■ **WHAT TO PRODUCE**
Report how many lines of the data below contain the string "group", giving only the number. Matching is case-sensitive.

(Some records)

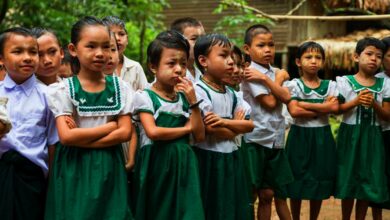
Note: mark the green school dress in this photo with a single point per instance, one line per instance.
(360, 149)
(166, 173)
(310, 147)
(88, 183)
(221, 167)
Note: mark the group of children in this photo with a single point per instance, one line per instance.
(201, 142)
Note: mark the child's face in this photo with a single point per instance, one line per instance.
(50, 55)
(369, 60)
(192, 34)
(262, 49)
(121, 38)
(310, 62)
(172, 65)
(93, 49)
(114, 57)
(219, 62)
(386, 62)
(20, 57)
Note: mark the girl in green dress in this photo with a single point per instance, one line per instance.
(166, 172)
(360, 150)
(88, 179)
(310, 147)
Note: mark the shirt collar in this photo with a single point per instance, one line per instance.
(27, 86)
(262, 68)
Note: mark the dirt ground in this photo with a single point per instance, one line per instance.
(331, 210)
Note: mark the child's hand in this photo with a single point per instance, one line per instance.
(239, 115)
(185, 85)
(213, 120)
(253, 75)
(70, 122)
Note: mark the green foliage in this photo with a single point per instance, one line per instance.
(234, 26)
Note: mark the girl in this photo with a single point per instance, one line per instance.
(89, 178)
(50, 56)
(167, 171)
(361, 161)
(310, 147)
(220, 162)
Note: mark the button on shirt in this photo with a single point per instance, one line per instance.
(33, 124)
(269, 125)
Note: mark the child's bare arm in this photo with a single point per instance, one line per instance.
(161, 133)
(81, 136)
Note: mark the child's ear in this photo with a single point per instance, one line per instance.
(72, 50)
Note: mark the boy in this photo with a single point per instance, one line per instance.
(24, 150)
(192, 29)
(267, 164)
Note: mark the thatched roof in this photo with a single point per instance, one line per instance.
(376, 6)
(339, 51)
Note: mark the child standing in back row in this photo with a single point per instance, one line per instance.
(364, 102)
(267, 166)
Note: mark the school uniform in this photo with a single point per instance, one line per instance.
(310, 147)
(221, 169)
(360, 150)
(89, 183)
(166, 173)
(265, 159)
(23, 151)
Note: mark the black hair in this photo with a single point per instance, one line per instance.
(76, 30)
(386, 42)
(180, 24)
(204, 44)
(369, 41)
(254, 30)
(114, 20)
(307, 46)
(166, 39)
(38, 32)
(4, 36)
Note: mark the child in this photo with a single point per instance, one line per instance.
(192, 29)
(89, 177)
(220, 162)
(167, 170)
(128, 70)
(310, 146)
(50, 56)
(361, 161)
(267, 165)
(23, 151)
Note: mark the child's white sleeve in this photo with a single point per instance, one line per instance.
(4, 115)
(127, 97)
(58, 99)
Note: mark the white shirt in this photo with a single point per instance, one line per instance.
(269, 126)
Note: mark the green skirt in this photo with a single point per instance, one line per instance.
(361, 164)
(312, 156)
(88, 184)
(223, 185)
(167, 183)
(266, 168)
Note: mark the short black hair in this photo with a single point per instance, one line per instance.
(39, 31)
(166, 39)
(204, 44)
(4, 36)
(114, 20)
(307, 46)
(254, 30)
(386, 42)
(369, 41)
(180, 24)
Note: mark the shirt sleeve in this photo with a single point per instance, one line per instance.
(58, 99)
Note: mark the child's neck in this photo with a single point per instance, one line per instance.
(47, 80)
(214, 82)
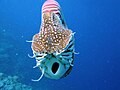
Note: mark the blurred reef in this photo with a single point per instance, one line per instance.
(11, 63)
(11, 83)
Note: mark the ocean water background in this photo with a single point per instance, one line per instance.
(97, 39)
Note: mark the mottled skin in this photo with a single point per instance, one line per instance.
(53, 36)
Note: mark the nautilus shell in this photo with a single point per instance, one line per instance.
(53, 45)
(53, 37)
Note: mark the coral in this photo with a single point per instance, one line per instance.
(11, 83)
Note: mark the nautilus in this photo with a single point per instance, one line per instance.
(53, 45)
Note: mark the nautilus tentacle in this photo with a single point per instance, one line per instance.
(53, 45)
(43, 71)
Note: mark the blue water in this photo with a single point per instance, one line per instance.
(97, 39)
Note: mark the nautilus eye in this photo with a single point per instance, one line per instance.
(53, 46)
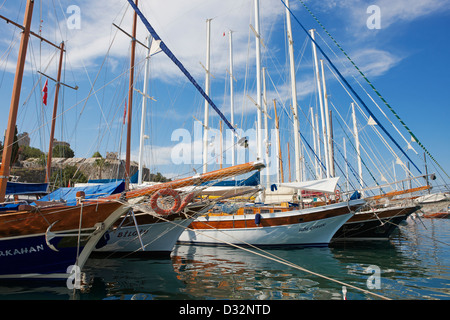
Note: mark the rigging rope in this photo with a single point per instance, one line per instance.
(374, 89)
(267, 255)
(350, 87)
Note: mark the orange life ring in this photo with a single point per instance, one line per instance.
(161, 193)
(186, 201)
(337, 194)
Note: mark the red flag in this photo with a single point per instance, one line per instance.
(44, 90)
(125, 112)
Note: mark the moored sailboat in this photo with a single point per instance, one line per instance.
(271, 225)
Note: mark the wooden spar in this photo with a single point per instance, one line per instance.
(130, 100)
(396, 193)
(31, 32)
(194, 180)
(9, 136)
(55, 108)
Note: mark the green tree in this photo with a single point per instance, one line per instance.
(60, 178)
(62, 151)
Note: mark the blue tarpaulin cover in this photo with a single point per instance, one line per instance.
(91, 192)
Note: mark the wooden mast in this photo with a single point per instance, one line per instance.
(130, 101)
(9, 136)
(280, 159)
(55, 108)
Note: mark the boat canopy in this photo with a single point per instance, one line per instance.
(323, 185)
(22, 188)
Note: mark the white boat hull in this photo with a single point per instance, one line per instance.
(157, 238)
(309, 233)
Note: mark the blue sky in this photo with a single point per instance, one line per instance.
(406, 60)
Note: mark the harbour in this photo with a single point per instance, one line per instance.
(332, 197)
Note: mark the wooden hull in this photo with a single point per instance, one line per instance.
(45, 244)
(305, 227)
(158, 234)
(377, 225)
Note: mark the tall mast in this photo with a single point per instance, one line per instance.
(298, 170)
(233, 148)
(266, 128)
(130, 100)
(9, 136)
(358, 153)
(207, 83)
(144, 110)
(280, 175)
(346, 164)
(329, 138)
(55, 109)
(322, 112)
(258, 83)
(318, 145)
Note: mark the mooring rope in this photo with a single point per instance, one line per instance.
(373, 88)
(263, 253)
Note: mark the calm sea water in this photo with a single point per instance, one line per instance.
(414, 264)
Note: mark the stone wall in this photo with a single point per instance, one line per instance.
(32, 170)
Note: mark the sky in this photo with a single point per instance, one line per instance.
(400, 45)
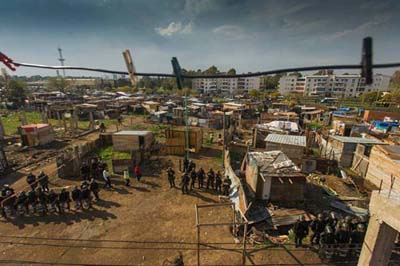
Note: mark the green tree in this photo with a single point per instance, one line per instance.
(211, 70)
(16, 92)
(271, 82)
(231, 71)
(371, 97)
(254, 93)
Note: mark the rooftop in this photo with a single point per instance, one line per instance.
(392, 151)
(273, 162)
(133, 132)
(35, 126)
(357, 140)
(287, 139)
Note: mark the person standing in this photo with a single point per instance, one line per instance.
(94, 188)
(226, 186)
(64, 199)
(93, 167)
(210, 178)
(185, 183)
(126, 177)
(106, 177)
(85, 171)
(300, 231)
(171, 177)
(43, 181)
(218, 182)
(138, 172)
(31, 180)
(200, 177)
(185, 164)
(193, 177)
(317, 226)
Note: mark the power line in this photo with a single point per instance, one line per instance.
(244, 75)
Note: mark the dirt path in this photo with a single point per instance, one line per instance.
(145, 224)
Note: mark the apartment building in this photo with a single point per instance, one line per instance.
(344, 85)
(226, 86)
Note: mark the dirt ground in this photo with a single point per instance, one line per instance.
(144, 224)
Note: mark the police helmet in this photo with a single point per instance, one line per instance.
(345, 226)
(328, 229)
(361, 228)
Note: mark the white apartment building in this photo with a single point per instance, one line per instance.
(227, 86)
(349, 85)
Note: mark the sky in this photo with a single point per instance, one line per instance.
(248, 35)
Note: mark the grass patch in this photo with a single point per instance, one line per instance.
(11, 121)
(108, 153)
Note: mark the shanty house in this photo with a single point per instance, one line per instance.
(272, 176)
(342, 149)
(151, 106)
(176, 140)
(293, 146)
(384, 164)
(132, 140)
(36, 134)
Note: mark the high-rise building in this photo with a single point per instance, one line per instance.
(343, 85)
(226, 86)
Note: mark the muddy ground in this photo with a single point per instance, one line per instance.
(144, 224)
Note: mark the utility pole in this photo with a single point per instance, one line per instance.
(61, 59)
(179, 81)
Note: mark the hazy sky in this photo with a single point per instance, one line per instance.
(244, 34)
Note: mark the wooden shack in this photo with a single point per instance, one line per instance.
(151, 106)
(132, 140)
(273, 176)
(293, 146)
(176, 140)
(36, 134)
(384, 165)
(341, 149)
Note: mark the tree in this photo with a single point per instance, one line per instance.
(324, 72)
(211, 70)
(371, 97)
(254, 93)
(231, 71)
(271, 82)
(16, 92)
(58, 84)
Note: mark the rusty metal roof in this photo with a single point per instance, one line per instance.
(273, 162)
(287, 139)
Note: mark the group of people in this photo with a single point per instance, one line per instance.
(98, 169)
(190, 177)
(42, 200)
(330, 231)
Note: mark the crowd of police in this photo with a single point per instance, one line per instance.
(334, 235)
(41, 200)
(190, 177)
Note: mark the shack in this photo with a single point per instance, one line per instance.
(384, 164)
(132, 140)
(370, 115)
(151, 106)
(293, 146)
(342, 149)
(176, 140)
(272, 176)
(36, 134)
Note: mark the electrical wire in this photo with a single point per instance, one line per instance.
(255, 74)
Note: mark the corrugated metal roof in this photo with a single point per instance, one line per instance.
(273, 162)
(287, 139)
(133, 132)
(357, 140)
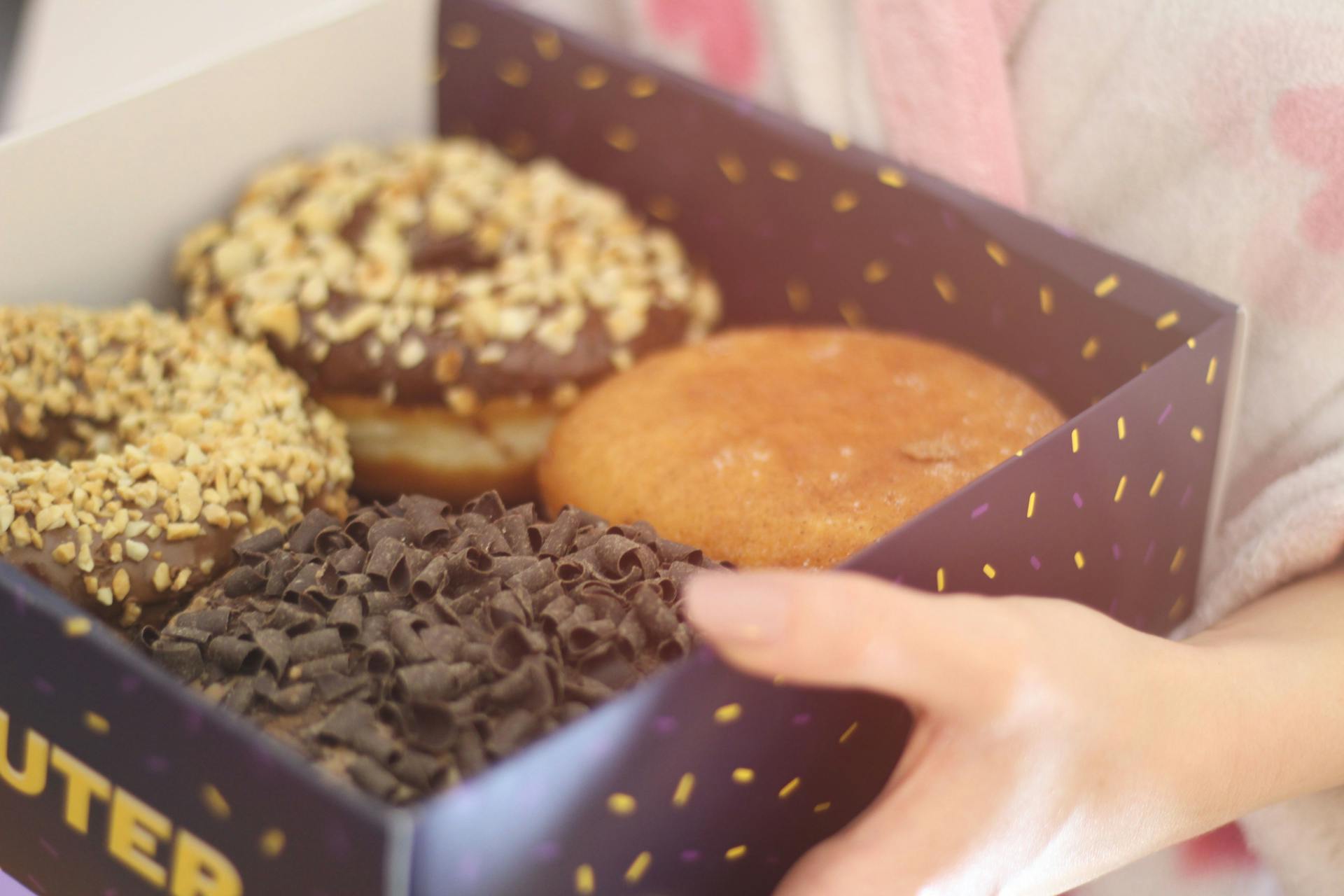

■ **FINISHED EXERCISE**
2